> [BRIEF A]: Output part of the listing as a Markdown table with the columns Row and Line, one row per line and blank lines omitted. Start at the listing line that has "Query: camouflage jacket" and end after the line that has "M 0 72 L 2 76".

> [PAGE EXTRACT]:
::::

# Rodents in WA



## Flexxx (Feb 11, 2020)

Gday, Were does everyone get there frozen rodents from? Im in WA and I use to get them from a breeder I knew who stopped breeding so im looking for another cheaper source than a pet shop.
TIA


----------



## Blighty (Feb 11, 2020)

A lot of people get them from Big Sky Reptiles, if you are North of the river. 

Not sure who breeds South so I just breed my own. Local pet shop is up to $24 for 3 weaner rats!


----------



## Flexxx (Feb 11, 2020)

Blighty said:


> A lot of people get them from Big Sky Reptiles, if you are North of the river.
> 
> Not sure who breeds South so I just breed my own. Local pet shop is up to $24 for 3 weaner rats!


I have thought about paying Richard a visit, its a day trip to him tho, id have to buy a truck load to make the drive worth while. Paulie from Pythonalia near Cannington as well, pretty much the same price too


----------



## Yellowtail (Feb 12, 2020)

I've shipped a lot of live lab rats and mice to WA and I assume they plan to breed them.


----------



## Flexxx (Feb 12, 2020)

Yellowtail said:


> I've shipped a lot of live lab rats and mice to WA and I assume they plan to breed them.


I was hoping someone would ship frozen for a decent price, my workshop is a 5min drive from the Perth airport


----------



## Blighty (Feb 12, 2020)

I recall there was someone on the Perth reptile group on Facebook that was talking about starting up a breeding farm and shipping them in dry ice.

Don't know if anything ever came of it, but could be worth asking on there.

(This was last year)


----------

::::

> [BRIEF B]: Copy the forum thread on rodents in WA verbatim, beginning at the words "## Yellowtail (Feb" and stopping after "Flexxx (Feb 12, 2020)".

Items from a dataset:
::::

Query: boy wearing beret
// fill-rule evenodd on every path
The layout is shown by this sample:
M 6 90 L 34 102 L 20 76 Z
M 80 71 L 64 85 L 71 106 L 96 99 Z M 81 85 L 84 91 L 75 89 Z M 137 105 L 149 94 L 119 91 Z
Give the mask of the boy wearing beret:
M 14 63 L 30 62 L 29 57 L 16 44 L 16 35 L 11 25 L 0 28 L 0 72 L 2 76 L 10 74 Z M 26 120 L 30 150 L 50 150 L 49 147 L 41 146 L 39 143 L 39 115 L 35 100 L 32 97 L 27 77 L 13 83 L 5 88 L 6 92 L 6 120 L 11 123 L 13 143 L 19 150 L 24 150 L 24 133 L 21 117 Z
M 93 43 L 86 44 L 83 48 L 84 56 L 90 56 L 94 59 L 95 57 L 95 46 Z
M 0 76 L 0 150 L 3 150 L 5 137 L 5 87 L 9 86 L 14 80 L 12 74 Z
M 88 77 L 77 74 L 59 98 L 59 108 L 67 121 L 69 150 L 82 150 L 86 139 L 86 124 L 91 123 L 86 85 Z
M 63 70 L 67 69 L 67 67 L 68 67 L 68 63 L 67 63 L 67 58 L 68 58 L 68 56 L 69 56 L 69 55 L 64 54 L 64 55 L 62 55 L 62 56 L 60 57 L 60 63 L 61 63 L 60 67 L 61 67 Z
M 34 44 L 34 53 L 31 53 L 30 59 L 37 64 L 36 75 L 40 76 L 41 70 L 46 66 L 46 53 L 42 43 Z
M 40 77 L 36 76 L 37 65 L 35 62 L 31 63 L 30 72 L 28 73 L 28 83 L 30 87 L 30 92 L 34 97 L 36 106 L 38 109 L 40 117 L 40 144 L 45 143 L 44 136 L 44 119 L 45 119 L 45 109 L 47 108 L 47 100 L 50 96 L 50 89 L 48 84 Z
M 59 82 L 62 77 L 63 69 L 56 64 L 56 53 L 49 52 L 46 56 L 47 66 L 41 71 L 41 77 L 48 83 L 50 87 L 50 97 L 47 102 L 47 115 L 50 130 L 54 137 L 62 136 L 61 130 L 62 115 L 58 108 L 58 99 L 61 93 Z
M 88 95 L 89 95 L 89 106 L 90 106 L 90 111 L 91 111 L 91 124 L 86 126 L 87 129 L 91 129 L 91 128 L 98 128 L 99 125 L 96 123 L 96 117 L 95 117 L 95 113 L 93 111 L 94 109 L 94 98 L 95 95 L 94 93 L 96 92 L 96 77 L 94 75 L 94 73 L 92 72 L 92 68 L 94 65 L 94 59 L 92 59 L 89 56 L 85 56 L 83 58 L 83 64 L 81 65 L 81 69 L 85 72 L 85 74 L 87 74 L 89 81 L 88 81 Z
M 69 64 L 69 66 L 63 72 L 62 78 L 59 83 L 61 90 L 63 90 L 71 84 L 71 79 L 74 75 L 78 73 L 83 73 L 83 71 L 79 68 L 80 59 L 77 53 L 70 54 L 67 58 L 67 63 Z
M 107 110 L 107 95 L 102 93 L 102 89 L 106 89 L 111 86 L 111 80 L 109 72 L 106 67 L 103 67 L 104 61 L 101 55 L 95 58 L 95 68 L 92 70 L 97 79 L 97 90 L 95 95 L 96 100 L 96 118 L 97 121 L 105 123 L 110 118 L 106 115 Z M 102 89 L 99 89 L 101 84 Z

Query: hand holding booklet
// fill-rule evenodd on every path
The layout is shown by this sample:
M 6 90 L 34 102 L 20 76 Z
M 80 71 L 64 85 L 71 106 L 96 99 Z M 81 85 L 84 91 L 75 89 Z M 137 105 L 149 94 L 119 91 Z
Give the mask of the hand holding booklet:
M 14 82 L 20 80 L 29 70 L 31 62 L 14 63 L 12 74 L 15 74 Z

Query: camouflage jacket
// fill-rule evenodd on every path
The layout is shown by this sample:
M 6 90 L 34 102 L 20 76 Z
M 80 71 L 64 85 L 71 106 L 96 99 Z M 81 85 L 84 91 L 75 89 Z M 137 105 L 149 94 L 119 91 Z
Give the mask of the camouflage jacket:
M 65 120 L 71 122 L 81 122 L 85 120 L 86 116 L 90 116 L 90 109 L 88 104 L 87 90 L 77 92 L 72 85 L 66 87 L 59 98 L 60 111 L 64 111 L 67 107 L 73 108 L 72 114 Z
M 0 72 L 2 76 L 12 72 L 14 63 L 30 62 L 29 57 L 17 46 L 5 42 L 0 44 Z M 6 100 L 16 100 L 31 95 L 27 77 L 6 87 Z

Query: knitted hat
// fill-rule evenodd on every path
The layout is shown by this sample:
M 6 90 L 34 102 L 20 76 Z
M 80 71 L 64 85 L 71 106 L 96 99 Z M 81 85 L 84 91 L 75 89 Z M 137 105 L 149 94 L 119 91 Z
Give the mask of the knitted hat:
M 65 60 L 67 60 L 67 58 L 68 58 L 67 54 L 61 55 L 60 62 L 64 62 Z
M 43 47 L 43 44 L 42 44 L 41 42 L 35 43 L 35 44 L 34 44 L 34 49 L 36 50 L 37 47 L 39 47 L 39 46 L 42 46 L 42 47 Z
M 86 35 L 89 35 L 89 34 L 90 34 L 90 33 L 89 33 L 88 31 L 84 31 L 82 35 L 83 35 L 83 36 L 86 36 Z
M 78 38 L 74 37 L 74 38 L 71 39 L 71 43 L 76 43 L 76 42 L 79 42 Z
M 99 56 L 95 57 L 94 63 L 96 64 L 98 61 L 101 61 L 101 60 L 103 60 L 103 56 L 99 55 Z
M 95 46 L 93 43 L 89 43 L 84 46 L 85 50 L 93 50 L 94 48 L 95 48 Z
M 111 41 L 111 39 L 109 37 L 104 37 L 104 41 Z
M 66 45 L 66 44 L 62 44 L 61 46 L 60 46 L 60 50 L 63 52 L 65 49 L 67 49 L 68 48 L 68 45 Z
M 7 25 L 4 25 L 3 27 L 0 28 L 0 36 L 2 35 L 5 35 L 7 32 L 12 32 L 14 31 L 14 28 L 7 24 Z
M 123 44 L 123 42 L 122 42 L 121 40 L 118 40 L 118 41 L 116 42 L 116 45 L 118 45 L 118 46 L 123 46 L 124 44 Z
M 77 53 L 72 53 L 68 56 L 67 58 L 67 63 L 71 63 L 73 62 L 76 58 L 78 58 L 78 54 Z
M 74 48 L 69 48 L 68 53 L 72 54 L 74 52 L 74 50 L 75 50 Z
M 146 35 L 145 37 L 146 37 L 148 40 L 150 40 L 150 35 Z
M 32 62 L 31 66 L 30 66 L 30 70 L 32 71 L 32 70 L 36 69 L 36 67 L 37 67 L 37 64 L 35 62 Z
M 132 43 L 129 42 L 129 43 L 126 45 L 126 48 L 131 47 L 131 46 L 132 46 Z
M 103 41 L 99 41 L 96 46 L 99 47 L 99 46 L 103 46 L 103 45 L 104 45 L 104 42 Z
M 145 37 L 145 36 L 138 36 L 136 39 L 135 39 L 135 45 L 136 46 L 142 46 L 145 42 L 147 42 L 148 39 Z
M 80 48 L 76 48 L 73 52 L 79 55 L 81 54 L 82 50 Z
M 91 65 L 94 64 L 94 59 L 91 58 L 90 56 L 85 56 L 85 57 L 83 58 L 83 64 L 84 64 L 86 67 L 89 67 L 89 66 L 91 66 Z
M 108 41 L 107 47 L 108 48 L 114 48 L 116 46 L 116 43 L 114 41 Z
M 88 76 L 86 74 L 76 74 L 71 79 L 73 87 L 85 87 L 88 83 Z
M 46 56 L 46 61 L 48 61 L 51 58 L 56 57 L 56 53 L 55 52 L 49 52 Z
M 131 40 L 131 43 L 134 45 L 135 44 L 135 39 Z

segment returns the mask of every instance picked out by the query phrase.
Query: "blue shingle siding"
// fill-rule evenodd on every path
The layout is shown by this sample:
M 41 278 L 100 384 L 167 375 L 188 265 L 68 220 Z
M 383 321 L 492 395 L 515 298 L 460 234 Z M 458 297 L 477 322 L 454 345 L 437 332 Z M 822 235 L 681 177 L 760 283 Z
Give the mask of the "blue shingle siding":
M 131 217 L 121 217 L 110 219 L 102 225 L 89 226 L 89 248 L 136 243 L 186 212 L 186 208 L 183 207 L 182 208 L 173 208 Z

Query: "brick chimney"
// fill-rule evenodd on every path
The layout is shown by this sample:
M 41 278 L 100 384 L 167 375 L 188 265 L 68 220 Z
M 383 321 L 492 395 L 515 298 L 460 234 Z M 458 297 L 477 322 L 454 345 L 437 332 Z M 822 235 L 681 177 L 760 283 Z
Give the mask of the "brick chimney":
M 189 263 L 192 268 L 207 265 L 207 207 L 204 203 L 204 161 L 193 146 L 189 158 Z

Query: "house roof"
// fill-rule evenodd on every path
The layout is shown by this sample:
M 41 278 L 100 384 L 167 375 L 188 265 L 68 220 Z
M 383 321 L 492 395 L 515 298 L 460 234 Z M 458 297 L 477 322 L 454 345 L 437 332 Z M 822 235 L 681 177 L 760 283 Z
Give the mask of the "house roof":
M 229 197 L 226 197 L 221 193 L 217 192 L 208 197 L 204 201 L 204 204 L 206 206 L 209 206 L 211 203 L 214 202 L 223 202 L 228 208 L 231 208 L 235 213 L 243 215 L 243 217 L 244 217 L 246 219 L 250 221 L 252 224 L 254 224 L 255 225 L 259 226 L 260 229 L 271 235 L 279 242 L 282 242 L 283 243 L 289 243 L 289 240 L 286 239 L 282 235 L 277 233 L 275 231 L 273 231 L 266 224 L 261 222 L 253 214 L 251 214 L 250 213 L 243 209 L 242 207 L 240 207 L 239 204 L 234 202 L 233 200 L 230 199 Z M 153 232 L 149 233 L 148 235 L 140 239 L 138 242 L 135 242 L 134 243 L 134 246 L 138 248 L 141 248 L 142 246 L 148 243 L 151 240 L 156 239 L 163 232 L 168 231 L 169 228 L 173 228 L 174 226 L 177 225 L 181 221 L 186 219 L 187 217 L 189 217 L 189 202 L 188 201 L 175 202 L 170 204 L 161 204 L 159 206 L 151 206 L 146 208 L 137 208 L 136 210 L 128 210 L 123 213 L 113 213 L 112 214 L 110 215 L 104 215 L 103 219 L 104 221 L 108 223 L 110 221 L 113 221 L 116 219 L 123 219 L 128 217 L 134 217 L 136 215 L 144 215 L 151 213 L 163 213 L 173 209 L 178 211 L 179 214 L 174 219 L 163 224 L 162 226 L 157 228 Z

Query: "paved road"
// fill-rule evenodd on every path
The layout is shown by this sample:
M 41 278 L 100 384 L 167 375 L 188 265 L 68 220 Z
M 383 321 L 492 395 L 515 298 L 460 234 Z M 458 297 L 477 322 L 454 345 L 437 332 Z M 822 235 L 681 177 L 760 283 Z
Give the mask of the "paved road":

::::

> [EXERCISE ANSWER A]:
| Row | Line |
|---|---|
| 1 | Query: camouflage jacket |
| 2 | // fill-rule evenodd on every path |
| 3 | The layout is shown by this sample: |
| 4 | M 6 90 L 34 102 L 20 76 Z |
| 5 | M 80 71 L 64 85 L 71 106 L 96 99 Z M 81 85 L 84 91 L 75 89 Z M 137 105 L 149 94 L 119 91 Z |
| 6 | Give the mask of the camouflage jacket: |
| 7 | M 65 120 L 71 122 L 81 122 L 85 120 L 86 116 L 90 116 L 90 109 L 88 104 L 87 90 L 77 92 L 72 85 L 66 87 L 59 98 L 60 111 L 64 111 L 67 107 L 73 108 L 72 114 Z |
| 8 | M 0 72 L 2 76 L 12 72 L 14 63 L 30 62 L 29 57 L 17 46 L 5 42 L 0 44 Z M 6 100 L 16 100 L 31 95 L 27 77 L 6 87 Z |

> [EXERCISE ANSWER B]:
## Yellowtail (Feb 12, 2020)

I've shipped a lot of live lab rats and mice to WA and I assume they plan to breed them.


----------



## Flexxx (Feb 12, 2020)